▸ WHAT TO DO
Please print the listing below verbatim, from its first line through the line containing "point(337, 339)", inclusive. Leave any picture out of your answer.

Records from a collection
────────

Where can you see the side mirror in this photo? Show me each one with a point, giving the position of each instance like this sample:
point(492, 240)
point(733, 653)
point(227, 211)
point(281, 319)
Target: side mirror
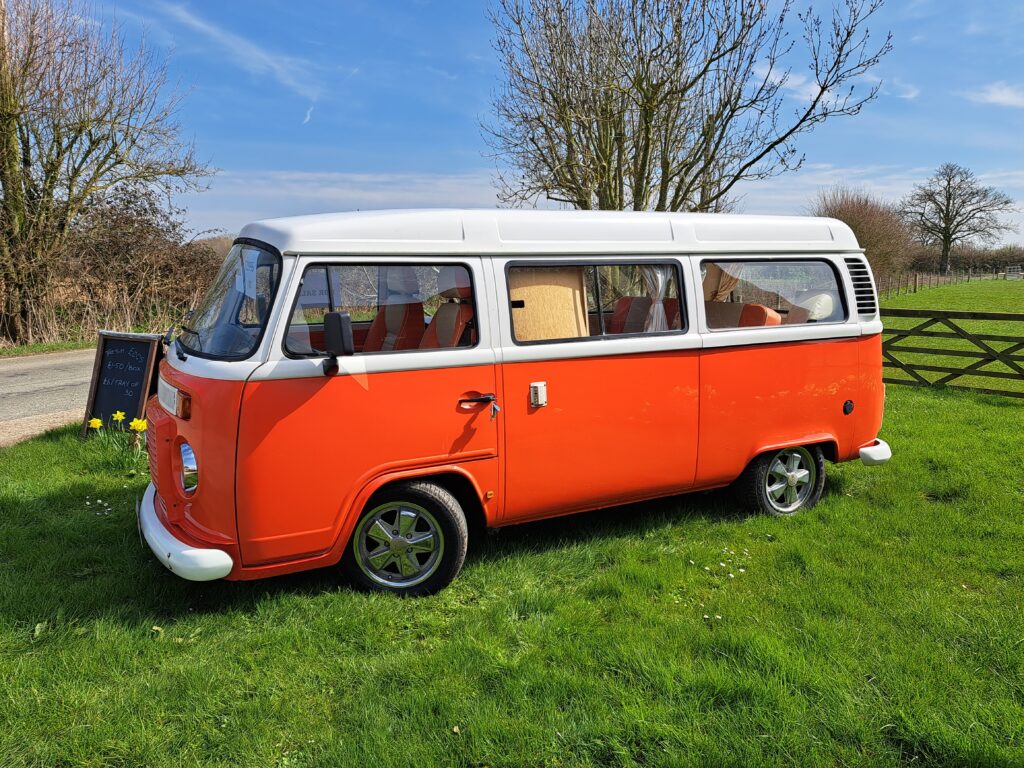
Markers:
point(337, 339)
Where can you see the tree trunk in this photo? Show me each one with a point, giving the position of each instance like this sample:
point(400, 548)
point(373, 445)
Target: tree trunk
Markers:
point(944, 257)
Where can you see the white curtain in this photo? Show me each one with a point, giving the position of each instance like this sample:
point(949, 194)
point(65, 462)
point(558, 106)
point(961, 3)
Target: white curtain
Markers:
point(655, 280)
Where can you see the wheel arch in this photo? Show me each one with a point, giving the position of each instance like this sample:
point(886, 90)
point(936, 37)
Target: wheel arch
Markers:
point(456, 479)
point(827, 443)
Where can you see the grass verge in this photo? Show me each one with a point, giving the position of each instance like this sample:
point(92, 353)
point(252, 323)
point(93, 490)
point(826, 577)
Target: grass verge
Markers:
point(882, 628)
point(49, 346)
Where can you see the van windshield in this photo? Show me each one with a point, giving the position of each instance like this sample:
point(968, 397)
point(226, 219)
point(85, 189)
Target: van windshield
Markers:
point(229, 321)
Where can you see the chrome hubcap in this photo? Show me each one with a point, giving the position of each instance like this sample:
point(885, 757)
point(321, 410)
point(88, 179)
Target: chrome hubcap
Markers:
point(791, 479)
point(398, 544)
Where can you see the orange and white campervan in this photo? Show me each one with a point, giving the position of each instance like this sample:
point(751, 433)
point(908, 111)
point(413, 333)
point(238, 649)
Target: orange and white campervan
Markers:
point(360, 388)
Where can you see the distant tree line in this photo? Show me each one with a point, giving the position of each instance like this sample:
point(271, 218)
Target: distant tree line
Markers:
point(90, 154)
point(948, 221)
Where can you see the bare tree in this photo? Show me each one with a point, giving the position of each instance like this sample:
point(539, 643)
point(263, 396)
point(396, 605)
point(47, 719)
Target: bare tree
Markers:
point(666, 104)
point(887, 239)
point(81, 114)
point(952, 208)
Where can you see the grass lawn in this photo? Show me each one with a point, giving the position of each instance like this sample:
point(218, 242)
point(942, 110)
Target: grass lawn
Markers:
point(977, 296)
point(884, 627)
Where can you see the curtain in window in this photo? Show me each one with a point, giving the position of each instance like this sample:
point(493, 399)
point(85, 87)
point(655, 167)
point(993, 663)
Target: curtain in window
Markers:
point(718, 283)
point(655, 280)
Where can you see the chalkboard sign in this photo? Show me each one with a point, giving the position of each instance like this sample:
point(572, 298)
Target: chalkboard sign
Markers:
point(123, 376)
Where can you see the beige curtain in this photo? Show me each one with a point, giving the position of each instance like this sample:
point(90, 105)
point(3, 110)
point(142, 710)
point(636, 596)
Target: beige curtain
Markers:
point(718, 284)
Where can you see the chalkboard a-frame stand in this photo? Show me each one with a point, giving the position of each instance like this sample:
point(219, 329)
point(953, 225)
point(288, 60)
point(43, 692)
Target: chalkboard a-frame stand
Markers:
point(122, 376)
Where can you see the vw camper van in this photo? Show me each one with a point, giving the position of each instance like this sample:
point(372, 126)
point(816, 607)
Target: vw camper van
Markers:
point(360, 389)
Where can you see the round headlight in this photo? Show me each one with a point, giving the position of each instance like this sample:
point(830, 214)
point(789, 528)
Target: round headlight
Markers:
point(189, 469)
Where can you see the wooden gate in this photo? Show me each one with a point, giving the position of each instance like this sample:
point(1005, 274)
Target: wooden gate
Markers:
point(920, 343)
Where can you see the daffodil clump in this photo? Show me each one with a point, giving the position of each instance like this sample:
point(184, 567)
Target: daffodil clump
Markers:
point(124, 448)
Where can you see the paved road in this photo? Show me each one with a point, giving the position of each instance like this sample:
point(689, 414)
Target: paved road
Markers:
point(42, 391)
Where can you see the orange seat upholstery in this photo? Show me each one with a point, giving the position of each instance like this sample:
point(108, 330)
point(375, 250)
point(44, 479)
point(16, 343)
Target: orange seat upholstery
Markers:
point(759, 314)
point(452, 325)
point(398, 324)
point(629, 315)
point(672, 312)
point(733, 314)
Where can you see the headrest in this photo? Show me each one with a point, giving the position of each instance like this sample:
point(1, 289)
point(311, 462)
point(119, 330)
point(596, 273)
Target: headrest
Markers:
point(453, 283)
point(401, 280)
point(819, 304)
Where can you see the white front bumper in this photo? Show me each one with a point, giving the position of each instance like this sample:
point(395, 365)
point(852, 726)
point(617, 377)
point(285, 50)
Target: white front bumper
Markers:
point(183, 559)
point(879, 453)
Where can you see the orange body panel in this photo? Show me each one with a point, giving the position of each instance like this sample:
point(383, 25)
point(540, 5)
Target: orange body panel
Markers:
point(207, 517)
point(764, 396)
point(287, 465)
point(614, 428)
point(307, 448)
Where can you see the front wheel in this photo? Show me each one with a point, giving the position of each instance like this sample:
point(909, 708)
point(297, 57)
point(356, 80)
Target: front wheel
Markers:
point(782, 482)
point(411, 540)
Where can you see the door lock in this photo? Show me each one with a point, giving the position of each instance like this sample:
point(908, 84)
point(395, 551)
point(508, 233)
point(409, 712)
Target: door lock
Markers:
point(538, 394)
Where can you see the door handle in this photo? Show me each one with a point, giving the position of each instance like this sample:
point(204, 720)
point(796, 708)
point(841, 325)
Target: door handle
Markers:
point(482, 398)
point(489, 397)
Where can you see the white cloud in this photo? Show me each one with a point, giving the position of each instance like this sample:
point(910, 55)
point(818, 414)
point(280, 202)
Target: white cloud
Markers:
point(294, 74)
point(902, 89)
point(236, 198)
point(1000, 94)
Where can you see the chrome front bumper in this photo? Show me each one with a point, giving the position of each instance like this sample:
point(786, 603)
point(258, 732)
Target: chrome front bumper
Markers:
point(878, 453)
point(183, 559)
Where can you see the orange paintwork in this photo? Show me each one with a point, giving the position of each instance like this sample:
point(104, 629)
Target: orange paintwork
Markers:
point(772, 395)
point(288, 465)
point(614, 429)
point(207, 517)
point(308, 446)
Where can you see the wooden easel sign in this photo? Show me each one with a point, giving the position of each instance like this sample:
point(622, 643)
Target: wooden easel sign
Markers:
point(123, 376)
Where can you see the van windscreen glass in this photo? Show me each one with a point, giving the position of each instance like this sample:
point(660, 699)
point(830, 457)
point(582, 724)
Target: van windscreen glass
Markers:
point(229, 321)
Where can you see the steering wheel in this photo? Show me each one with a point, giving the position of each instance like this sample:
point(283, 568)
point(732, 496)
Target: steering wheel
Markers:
point(230, 339)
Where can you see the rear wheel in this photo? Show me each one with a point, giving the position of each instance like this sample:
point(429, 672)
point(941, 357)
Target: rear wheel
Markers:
point(411, 540)
point(782, 482)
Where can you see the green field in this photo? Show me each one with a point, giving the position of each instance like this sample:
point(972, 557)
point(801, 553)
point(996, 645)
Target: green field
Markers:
point(978, 296)
point(885, 627)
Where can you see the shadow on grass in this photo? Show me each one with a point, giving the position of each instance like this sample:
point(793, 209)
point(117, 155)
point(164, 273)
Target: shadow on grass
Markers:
point(67, 565)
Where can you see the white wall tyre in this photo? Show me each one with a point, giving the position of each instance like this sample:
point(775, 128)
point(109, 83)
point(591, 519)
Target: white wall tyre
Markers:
point(783, 482)
point(411, 540)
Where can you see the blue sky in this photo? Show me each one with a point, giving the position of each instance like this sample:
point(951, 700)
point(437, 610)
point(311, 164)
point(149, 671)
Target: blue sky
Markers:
point(317, 105)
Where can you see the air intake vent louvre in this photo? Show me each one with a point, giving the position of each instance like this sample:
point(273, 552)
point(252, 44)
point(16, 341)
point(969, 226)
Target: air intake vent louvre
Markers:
point(863, 288)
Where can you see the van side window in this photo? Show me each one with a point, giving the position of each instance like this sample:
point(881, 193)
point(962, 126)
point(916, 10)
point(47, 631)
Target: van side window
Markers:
point(749, 294)
point(395, 307)
point(559, 303)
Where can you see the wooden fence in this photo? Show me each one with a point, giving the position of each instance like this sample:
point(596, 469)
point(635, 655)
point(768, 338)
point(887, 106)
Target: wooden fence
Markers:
point(904, 283)
point(989, 348)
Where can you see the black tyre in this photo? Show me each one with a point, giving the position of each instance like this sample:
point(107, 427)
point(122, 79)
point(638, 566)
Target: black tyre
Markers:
point(411, 540)
point(782, 482)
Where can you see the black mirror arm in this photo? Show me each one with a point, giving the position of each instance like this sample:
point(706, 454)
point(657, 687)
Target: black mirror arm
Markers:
point(337, 340)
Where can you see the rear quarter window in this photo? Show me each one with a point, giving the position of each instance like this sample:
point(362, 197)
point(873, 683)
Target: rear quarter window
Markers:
point(740, 293)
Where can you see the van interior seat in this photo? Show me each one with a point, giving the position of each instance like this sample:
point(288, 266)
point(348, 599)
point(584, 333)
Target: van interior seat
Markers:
point(629, 314)
point(733, 314)
point(398, 324)
point(452, 324)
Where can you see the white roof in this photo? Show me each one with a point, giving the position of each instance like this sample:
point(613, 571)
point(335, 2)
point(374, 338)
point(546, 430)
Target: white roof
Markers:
point(522, 231)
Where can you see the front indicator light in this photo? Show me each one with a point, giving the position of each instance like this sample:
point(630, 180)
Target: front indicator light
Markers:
point(189, 469)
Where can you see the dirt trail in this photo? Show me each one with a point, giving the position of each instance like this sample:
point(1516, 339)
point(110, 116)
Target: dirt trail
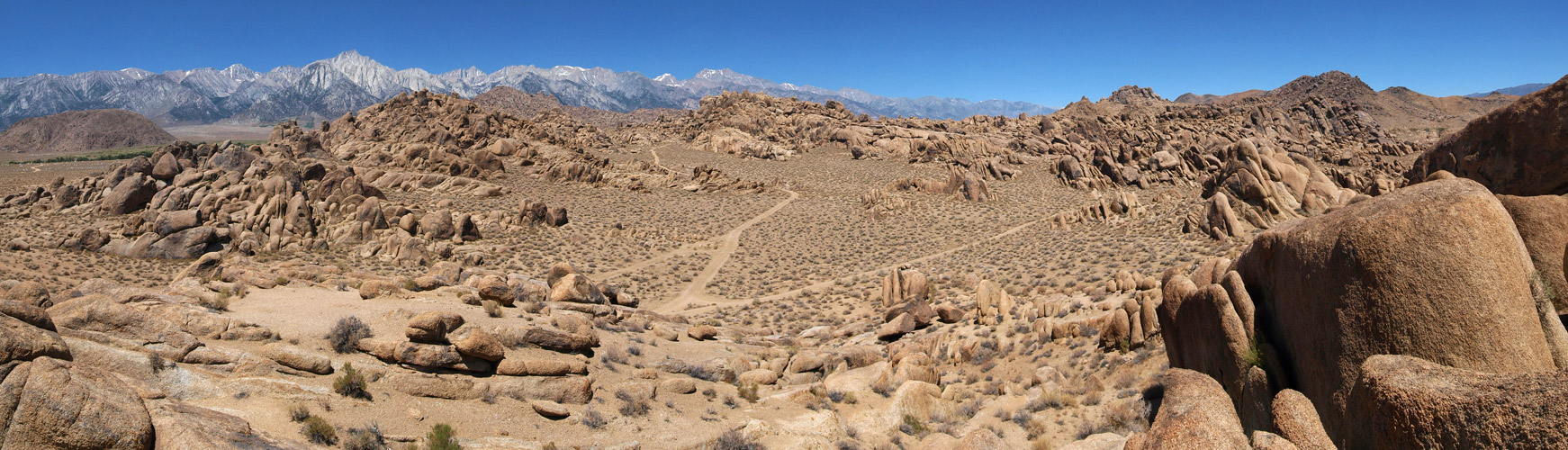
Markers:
point(697, 291)
point(828, 283)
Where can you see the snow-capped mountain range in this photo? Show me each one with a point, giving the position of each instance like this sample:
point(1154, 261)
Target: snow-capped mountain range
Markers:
point(328, 88)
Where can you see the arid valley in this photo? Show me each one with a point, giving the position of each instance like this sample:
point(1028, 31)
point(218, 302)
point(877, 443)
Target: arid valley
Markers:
point(1316, 266)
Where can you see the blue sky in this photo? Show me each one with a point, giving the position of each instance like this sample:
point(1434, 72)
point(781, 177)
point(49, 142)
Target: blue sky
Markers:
point(1041, 52)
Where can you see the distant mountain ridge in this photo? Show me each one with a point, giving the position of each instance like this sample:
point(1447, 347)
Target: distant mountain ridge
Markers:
point(1519, 90)
point(328, 88)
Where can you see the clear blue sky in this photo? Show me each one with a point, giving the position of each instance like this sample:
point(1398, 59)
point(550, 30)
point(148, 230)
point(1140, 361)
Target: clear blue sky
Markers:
point(1041, 52)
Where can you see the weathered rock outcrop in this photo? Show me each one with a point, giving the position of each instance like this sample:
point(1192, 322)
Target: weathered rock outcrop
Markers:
point(1194, 414)
point(1512, 151)
point(1409, 401)
point(1312, 298)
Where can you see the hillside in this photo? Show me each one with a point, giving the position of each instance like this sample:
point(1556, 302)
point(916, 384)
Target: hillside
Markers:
point(82, 130)
point(1517, 149)
point(528, 105)
point(1399, 110)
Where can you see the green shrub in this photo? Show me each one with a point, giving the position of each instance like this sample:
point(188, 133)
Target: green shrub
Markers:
point(319, 431)
point(352, 382)
point(748, 391)
point(298, 413)
point(347, 334)
point(367, 437)
point(441, 437)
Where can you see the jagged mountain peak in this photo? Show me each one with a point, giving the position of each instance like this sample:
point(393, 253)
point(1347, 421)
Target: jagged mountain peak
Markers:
point(350, 80)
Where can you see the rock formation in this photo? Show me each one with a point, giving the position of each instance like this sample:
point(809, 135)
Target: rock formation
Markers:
point(1510, 151)
point(82, 130)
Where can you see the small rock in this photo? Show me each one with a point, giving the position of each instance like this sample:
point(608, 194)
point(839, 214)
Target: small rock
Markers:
point(701, 331)
point(549, 408)
point(680, 384)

────────

▸ ANSWER BELOW
Where can you see the side mirror in this photo? Show me each one with a point, giving the position of each instance like this sample:
point(492, 240)
point(733, 653)
point(227, 211)
point(281, 319)
Target: side mirror
Markers:
point(337, 339)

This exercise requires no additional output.